I've never tried a taper with this method. if you make one end wider than 1-1/8", I think that the problem is that it won't be round at that end. 
There is another method that I have used to make a larger cylinder that is easier to use to make it tapered but I am not sure how well it will work with a long narrow dowel,especially one this long. You use a box bit on the router table and mount the blank in a jig that allows you to slide the blank over the bit while rotating the blank. To make it tapered, you shim one end. I've attached a picture of the jig I used to make a drive roller for my shop built stationary belt sander. Yours would need to be long enough to hold the 30" blank. The second picture shows the underside where you can see one of the shims I hot glued on to make it tapered. It might be easier to do the tapering by hand after using the roundover bit method.


----------



## MikeTurner (Jun 30, 2012)

Yeah Im sure you are right…I am good with just the round over you got me straight on!! Thanks a bunch!!!!


----------



## Lazyman (Aug 8, 2014)

Let us know how it goes. I would like to see some of the flutes you make.


----------



## MikeTurner (Jun 30, 2012)

Here is my simple website.

http://mikeaturner.yolasite.com


----------



## Lazyman (Aug 8, 2014)

Some Beautiful work.


----------



## MikeTurner (Jun 30, 2012)

Thank you!


----------

Stated exercise A.
Pick out every line of the listing below that contains the string "person".

Records for processing.
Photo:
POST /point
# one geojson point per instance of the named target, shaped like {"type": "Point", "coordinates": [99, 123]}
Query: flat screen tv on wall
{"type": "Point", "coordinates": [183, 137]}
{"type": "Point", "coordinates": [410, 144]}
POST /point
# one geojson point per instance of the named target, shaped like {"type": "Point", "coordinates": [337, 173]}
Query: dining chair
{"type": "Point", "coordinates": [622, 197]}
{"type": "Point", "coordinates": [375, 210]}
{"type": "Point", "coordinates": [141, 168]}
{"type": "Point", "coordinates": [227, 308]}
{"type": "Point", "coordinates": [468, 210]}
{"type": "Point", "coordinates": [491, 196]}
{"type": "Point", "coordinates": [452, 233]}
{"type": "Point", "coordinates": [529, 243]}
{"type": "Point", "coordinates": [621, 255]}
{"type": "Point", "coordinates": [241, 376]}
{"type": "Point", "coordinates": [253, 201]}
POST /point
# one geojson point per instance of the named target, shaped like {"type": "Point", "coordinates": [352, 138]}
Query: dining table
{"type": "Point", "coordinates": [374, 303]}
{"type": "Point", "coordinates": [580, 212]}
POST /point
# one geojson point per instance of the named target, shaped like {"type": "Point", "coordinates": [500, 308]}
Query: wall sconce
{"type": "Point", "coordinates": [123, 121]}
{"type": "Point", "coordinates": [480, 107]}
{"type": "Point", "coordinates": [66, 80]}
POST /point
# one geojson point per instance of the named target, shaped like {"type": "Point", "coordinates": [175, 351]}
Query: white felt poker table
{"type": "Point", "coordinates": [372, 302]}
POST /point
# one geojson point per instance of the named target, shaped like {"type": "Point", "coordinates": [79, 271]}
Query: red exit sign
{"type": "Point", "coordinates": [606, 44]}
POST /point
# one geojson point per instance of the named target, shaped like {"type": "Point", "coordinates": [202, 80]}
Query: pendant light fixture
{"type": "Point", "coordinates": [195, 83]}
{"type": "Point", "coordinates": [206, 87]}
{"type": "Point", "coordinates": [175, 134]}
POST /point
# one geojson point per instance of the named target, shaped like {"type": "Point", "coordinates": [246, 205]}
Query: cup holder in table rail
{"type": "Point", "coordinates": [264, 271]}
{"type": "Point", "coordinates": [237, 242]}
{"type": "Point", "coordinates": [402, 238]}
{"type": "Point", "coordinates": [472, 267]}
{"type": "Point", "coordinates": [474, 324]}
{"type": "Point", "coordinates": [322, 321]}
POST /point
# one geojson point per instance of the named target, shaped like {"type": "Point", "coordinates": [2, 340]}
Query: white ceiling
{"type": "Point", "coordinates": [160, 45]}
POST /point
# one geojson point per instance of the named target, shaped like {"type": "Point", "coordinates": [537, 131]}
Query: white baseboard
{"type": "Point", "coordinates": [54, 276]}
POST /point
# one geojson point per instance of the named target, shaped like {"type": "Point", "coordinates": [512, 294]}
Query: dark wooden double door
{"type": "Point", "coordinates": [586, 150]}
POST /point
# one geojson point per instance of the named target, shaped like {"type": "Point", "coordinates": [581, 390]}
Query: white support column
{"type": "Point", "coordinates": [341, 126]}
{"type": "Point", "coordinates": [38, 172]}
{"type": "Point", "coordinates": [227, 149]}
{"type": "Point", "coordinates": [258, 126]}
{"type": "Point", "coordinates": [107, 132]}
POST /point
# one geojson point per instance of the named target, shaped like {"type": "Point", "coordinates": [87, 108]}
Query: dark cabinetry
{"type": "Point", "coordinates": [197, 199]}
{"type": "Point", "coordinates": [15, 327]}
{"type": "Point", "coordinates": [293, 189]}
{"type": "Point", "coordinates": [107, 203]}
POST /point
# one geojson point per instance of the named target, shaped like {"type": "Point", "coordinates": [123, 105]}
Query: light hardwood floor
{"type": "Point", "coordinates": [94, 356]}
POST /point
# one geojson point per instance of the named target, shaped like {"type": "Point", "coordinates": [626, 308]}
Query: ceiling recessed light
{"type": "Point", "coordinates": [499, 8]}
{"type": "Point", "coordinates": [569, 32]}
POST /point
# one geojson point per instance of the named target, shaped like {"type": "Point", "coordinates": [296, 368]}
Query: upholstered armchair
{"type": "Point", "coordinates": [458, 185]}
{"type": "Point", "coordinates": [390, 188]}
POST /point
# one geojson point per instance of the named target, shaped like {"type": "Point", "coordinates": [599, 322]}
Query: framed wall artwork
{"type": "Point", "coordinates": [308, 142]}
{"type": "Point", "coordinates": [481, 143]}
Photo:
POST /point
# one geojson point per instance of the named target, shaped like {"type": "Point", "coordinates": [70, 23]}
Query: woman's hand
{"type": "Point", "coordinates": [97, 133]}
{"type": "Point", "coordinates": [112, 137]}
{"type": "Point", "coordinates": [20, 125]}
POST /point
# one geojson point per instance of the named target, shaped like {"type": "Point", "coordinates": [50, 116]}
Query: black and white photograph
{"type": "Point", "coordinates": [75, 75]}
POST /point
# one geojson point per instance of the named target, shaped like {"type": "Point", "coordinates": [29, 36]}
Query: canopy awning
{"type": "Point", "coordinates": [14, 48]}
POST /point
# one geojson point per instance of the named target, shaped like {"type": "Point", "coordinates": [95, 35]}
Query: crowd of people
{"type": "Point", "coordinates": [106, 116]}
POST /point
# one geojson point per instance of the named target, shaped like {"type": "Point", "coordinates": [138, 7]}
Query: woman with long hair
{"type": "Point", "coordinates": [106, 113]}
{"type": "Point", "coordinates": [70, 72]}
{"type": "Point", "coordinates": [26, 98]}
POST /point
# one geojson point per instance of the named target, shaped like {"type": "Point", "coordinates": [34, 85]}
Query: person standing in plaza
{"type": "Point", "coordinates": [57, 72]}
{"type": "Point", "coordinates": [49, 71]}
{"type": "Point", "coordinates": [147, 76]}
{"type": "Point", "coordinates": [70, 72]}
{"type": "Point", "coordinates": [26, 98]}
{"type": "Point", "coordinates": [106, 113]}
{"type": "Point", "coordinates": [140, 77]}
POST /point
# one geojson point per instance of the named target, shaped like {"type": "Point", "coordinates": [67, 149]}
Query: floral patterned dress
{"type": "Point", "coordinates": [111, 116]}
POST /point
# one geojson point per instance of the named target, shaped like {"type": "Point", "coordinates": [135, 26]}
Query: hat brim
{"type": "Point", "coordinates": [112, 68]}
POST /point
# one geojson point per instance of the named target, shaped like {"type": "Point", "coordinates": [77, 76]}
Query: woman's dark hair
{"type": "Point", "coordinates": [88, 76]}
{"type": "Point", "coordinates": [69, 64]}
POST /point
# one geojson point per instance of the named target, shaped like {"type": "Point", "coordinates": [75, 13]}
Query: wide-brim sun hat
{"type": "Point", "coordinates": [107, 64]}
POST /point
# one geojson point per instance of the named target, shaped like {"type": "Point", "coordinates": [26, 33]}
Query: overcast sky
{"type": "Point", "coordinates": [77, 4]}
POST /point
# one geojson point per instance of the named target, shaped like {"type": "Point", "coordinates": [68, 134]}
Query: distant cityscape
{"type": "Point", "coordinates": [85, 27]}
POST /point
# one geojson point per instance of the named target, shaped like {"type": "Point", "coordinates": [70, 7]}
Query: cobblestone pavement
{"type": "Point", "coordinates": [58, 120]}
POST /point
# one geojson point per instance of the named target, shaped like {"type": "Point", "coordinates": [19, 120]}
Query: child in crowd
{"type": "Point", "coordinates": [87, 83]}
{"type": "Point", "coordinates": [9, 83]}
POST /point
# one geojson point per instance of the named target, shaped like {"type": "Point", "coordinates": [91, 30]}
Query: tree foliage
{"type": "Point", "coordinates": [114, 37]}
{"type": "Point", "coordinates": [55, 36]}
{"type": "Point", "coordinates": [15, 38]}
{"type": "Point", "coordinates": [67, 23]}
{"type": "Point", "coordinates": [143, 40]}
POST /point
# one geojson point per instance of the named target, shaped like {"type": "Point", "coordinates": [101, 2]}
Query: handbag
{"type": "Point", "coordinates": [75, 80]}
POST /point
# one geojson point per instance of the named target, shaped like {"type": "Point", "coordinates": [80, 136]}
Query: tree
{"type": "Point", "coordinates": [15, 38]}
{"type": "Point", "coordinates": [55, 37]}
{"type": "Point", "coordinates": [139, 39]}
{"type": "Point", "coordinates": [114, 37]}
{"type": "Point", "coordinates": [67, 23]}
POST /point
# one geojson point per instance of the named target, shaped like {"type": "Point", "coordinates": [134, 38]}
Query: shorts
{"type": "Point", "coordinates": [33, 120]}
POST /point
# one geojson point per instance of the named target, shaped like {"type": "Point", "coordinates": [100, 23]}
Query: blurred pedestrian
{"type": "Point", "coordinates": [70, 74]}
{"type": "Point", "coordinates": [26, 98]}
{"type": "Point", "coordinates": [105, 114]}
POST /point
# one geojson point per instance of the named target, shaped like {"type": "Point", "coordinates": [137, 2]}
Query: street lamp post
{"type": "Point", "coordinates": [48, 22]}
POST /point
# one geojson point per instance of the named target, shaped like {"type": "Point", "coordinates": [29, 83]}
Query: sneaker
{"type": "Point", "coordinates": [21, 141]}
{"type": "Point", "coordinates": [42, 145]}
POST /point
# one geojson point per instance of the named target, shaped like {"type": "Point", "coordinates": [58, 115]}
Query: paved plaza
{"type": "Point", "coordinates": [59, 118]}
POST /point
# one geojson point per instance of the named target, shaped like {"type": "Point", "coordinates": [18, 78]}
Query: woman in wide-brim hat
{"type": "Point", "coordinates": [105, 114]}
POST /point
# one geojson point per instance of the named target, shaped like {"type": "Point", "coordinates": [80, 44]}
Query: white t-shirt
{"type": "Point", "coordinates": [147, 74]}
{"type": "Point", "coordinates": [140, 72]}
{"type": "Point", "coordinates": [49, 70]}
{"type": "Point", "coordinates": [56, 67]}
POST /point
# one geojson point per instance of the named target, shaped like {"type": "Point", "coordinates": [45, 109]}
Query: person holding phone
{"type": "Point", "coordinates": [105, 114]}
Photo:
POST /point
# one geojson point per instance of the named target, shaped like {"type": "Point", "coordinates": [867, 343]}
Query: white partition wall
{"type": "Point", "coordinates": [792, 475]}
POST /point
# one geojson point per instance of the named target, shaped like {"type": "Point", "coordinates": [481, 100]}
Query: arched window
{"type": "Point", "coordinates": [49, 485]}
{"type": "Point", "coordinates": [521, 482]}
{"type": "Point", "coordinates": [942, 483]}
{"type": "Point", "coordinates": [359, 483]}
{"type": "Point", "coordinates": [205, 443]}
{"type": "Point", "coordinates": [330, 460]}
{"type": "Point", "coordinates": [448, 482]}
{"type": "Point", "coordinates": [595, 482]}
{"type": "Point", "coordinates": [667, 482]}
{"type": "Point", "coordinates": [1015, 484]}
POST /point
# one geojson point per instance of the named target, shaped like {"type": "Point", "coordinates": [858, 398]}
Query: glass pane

Stated exercise B.
In the forum thread, how does the box bit jig method make the cylinder tapered?

Task solution A.
Query: person standing in plaza
Query: person holding phone

Task solution B.
One end is shimmed.